▸ **Task statement**
Collect every line of the data below that contains the string "tire", and copy each one without changes.

>> Begin

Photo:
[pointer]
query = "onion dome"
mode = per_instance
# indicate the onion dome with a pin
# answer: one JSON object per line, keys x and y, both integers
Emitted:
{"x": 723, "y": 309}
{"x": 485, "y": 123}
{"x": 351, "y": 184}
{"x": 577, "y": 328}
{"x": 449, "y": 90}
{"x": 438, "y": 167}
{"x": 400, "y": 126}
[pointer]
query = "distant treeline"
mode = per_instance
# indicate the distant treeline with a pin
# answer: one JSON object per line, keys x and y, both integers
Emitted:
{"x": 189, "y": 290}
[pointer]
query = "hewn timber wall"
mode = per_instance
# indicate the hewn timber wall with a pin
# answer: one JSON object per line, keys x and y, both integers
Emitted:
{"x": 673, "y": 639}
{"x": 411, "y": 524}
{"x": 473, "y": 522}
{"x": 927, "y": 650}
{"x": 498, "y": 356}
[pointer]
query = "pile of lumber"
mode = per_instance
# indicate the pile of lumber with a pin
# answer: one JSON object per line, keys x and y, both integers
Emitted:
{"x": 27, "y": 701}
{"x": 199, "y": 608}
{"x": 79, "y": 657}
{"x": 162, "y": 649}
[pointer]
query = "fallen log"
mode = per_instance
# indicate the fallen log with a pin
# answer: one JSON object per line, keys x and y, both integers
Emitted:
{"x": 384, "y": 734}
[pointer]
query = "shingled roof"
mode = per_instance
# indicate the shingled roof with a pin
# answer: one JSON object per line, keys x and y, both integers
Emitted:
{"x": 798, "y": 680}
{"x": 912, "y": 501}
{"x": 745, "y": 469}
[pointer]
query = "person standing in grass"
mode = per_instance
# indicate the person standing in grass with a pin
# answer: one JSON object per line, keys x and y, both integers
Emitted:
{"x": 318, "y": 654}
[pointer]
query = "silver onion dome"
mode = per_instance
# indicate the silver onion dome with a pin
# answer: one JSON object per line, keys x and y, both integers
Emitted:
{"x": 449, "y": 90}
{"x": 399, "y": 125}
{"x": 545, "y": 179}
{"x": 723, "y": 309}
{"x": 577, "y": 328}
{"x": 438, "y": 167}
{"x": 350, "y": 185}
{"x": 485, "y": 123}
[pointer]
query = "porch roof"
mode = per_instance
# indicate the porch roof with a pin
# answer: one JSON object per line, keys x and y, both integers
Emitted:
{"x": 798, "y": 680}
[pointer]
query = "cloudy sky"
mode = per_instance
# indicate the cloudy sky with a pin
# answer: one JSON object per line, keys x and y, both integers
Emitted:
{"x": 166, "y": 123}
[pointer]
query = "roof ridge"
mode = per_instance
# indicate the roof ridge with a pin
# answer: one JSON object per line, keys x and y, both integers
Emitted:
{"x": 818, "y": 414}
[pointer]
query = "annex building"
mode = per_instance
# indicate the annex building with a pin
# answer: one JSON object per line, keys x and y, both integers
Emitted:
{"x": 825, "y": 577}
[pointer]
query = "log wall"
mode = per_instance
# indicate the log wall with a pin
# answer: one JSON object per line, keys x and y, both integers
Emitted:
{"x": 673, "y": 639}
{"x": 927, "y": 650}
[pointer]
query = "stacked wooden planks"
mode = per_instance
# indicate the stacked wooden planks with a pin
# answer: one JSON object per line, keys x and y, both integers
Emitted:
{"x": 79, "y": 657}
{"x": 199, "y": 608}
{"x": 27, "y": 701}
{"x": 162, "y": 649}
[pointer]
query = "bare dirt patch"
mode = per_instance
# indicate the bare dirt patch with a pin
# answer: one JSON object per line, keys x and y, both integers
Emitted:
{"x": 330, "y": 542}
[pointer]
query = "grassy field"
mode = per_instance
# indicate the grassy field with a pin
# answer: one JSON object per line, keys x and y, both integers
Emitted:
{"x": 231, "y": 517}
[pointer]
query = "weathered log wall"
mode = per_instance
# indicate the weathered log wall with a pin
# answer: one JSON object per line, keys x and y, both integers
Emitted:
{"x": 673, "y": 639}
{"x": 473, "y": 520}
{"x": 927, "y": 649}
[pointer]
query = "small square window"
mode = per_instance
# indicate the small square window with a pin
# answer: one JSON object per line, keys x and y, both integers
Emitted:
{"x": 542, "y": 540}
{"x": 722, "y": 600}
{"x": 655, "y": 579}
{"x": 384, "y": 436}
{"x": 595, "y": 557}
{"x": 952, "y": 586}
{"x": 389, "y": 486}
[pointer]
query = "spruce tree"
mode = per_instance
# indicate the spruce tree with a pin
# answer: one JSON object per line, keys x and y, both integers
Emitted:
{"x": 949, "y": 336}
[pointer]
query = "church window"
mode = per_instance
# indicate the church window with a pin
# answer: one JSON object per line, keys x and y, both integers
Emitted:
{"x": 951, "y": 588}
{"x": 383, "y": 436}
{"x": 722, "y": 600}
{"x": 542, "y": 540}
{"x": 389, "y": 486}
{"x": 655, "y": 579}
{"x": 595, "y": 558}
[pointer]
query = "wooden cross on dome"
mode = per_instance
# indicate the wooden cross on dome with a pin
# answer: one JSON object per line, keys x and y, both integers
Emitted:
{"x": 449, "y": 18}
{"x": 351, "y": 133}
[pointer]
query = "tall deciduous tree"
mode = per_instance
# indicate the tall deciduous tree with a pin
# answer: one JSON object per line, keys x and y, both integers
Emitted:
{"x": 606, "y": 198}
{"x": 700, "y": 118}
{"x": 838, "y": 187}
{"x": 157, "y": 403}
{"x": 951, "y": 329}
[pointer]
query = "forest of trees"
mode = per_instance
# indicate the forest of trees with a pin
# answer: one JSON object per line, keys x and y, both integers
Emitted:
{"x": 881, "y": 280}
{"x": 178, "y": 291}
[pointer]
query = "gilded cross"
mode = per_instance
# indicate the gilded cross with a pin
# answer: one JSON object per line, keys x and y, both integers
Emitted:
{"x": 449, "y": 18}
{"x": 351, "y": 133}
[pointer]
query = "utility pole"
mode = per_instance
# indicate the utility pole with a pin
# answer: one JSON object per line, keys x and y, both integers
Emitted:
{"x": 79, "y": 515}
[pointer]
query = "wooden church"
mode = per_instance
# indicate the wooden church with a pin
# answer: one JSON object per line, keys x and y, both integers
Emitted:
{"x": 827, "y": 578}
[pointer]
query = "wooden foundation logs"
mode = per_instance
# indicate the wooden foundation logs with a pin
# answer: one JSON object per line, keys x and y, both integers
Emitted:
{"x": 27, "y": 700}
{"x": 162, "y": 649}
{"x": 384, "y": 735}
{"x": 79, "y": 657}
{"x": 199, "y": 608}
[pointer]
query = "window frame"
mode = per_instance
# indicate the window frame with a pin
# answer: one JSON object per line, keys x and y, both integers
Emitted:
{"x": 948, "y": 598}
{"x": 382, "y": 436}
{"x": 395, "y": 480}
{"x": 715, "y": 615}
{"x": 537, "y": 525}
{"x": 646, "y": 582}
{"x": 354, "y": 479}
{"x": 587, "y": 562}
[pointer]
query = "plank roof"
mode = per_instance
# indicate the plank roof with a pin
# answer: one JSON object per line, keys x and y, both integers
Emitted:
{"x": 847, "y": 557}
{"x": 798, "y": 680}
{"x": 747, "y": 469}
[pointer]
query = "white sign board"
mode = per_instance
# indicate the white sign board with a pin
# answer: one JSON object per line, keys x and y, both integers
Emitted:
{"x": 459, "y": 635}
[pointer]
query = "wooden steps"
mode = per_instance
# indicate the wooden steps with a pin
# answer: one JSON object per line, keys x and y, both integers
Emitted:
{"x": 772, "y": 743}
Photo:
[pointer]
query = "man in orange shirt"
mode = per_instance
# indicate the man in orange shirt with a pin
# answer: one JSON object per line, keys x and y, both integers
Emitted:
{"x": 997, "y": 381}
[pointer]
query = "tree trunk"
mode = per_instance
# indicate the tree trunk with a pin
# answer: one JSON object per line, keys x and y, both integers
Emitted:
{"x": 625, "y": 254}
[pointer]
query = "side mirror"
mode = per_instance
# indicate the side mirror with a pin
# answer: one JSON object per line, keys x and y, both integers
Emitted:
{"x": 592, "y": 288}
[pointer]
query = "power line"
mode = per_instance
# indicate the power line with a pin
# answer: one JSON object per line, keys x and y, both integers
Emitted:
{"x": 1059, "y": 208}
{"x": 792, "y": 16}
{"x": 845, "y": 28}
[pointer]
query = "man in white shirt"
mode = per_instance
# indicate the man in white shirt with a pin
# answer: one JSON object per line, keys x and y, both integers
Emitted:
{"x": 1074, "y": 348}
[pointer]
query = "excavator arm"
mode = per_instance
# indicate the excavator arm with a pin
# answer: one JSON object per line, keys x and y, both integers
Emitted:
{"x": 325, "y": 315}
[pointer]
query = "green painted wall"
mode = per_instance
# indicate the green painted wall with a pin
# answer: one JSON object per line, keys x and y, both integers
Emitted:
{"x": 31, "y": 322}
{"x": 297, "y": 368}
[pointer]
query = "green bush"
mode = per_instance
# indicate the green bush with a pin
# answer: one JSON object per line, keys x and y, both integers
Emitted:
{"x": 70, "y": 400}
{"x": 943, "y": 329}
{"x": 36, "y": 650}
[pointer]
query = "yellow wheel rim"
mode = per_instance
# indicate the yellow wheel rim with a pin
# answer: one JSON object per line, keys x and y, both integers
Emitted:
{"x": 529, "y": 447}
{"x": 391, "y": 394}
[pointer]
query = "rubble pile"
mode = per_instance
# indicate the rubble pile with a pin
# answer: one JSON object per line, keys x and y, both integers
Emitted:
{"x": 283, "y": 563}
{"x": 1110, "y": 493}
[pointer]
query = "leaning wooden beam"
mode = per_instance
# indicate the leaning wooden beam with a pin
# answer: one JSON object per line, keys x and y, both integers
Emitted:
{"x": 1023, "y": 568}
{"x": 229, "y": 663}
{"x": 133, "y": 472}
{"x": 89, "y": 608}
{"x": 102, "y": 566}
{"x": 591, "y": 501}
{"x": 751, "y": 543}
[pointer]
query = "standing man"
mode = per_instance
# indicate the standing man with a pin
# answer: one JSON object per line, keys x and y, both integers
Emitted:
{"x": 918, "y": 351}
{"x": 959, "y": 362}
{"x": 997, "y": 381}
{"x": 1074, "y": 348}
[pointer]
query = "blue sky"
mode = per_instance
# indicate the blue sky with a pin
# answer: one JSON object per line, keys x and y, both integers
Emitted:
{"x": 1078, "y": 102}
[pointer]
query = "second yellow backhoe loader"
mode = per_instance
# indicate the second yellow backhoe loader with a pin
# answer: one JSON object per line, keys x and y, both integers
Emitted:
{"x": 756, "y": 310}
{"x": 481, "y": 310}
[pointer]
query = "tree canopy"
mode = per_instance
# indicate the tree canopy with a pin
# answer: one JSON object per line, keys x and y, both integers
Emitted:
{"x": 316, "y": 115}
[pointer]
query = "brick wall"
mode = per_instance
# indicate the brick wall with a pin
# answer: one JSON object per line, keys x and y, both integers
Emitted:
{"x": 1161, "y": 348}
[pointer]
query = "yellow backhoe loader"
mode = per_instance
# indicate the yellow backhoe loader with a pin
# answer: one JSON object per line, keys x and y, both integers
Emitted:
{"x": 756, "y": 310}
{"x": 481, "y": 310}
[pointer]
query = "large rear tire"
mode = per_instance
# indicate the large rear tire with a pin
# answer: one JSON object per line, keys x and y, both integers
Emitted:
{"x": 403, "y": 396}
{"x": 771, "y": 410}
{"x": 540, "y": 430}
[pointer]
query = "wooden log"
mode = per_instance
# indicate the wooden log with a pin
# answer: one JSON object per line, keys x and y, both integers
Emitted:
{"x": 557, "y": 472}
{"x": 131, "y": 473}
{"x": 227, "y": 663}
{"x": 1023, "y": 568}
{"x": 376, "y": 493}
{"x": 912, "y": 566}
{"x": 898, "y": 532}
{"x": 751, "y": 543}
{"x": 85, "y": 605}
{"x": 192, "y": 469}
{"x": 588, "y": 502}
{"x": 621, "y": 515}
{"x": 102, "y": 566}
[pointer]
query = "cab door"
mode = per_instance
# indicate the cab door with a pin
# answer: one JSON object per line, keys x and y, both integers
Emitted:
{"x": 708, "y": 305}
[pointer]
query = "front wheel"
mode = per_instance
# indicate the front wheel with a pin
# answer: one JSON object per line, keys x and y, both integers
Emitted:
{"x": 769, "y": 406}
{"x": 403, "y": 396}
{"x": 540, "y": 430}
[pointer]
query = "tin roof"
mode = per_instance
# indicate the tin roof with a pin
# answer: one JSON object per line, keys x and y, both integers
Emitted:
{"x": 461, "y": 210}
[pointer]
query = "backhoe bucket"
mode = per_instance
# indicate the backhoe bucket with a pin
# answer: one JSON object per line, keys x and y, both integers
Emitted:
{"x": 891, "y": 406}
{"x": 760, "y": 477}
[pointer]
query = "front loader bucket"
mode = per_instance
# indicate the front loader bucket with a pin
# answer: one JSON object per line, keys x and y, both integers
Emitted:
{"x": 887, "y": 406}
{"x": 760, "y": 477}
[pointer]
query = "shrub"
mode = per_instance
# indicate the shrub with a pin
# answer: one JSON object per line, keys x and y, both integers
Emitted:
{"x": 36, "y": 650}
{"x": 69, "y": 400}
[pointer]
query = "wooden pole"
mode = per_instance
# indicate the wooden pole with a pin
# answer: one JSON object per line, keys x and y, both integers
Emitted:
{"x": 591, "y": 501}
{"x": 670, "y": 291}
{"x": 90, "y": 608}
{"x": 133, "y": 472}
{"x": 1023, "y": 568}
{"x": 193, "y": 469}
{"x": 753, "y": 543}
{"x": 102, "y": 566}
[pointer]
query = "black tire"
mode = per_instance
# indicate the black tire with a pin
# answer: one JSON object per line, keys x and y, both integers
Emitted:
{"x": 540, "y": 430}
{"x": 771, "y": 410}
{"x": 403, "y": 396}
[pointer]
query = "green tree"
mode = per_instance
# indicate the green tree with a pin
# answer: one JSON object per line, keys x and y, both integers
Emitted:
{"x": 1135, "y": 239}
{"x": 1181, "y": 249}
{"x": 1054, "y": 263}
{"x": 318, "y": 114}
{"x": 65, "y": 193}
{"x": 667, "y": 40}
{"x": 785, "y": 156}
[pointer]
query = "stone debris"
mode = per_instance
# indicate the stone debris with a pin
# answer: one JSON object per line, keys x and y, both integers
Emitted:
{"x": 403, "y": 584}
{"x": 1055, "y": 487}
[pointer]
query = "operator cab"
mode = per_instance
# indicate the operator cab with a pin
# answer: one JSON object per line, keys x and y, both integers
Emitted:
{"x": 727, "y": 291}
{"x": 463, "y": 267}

>> End

▸ **Answer**
query = "large rear tire"
# indicate the large rear tire with a pin
query = "black tire"
# indicate the black tire with a pin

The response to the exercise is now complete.